→ **Selected passage**
= = = =
More views of - or before - Cambridge Film Festival 2014 (28 August to 7 September)
(Click here to go directly to the Festival web-site)


This is a review of a performance at The Maltings, Snape, of Franz Schubert’s Winterreise (Op. 89, D. 911) by Ian Bostridge and Thomas Adès on the evening of Sunday 22 June 2014 in the 67th Aldeburgh Festival (@aldeburghmusic)

One might have imagined that the theatrical nature of to-night’s Winterreise at The Maltings, Snape, was Nicht für alle – but when Adès had sounded the final moment of calm, beyond bereftness, and had maintained long his final position on the keys (holding the reaction off), the vivid acclaim proved otherwise.

And seventy or more minutes had passed without seeming so, taking us to Der Leiermann quite, it might almost have felt, by surprise – could we really be at journey’s end already (wherever we actually were in time, that is)… ? Had we not been immersed, and begun to lose track of the number of song-settings by around the seventh – and why, anyway, was the figure of thirty-two floating around in the mind (or was that from The Goldberg Variations, BWV 988 ?) ?

In ‘Gute Nacht’ (1*), right at the start of Wilhelm Müller’s sequence (though there were originally only twelve poems), there might have been some wonder at Bostridge’s extreme enunciation of clusters of letters at the ends of words such as gemacht / Nacht, and then, in reverse order, Nacht / gedacht**.
= = = =
→ **Parts of the exercise**
A – Please print the stretch of the Winterreise review from "(Click here to" through "Aldeburgh Festival (@aldeburghmusic)".
B – Name every person the Winterreise review mentions by name.

Items stored from a collection:
= = = =
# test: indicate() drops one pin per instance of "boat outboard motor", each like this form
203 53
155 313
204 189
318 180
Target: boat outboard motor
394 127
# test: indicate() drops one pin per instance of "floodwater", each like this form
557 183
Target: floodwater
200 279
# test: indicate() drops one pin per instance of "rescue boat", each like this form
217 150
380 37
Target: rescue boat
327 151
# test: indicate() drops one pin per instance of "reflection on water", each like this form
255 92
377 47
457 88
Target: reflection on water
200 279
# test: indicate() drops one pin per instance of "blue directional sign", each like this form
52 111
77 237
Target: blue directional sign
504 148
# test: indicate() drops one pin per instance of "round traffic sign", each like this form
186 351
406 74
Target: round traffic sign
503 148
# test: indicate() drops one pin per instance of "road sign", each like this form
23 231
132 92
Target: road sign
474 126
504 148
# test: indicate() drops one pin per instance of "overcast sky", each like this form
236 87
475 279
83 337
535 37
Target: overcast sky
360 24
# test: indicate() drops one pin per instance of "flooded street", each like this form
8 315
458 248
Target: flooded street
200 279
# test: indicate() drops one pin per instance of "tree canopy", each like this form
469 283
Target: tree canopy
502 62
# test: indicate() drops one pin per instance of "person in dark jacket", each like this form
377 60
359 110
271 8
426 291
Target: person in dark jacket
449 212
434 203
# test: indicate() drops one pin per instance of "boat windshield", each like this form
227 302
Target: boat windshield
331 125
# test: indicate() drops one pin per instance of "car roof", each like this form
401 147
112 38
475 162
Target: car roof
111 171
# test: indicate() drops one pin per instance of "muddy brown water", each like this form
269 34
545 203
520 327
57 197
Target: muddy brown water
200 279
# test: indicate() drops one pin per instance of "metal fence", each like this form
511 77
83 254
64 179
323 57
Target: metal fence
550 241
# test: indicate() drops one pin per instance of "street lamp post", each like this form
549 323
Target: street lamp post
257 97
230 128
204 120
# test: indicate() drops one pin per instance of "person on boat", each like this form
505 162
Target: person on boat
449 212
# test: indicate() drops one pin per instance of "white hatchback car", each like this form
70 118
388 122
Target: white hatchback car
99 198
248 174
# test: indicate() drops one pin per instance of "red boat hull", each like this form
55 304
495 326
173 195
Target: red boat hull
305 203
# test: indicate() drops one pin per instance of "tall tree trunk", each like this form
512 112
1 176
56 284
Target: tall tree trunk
= = = =
→ **Complete answers**
A –
(Click here to go directly to the Festival web-site)


This is a review of a performance at The Maltings, Snape, of Franz Schubert’s Winterreise (Op. 89, D. 911) by Ian Bostridge and Thomas Adès on the evening of Sunday 22 June 2014 in the 67th Aldeburgh Festival (@aldeburghmusic)

B – Franz Schubert, Ian Bostridge, Thomas Adès, Wilhelm Müller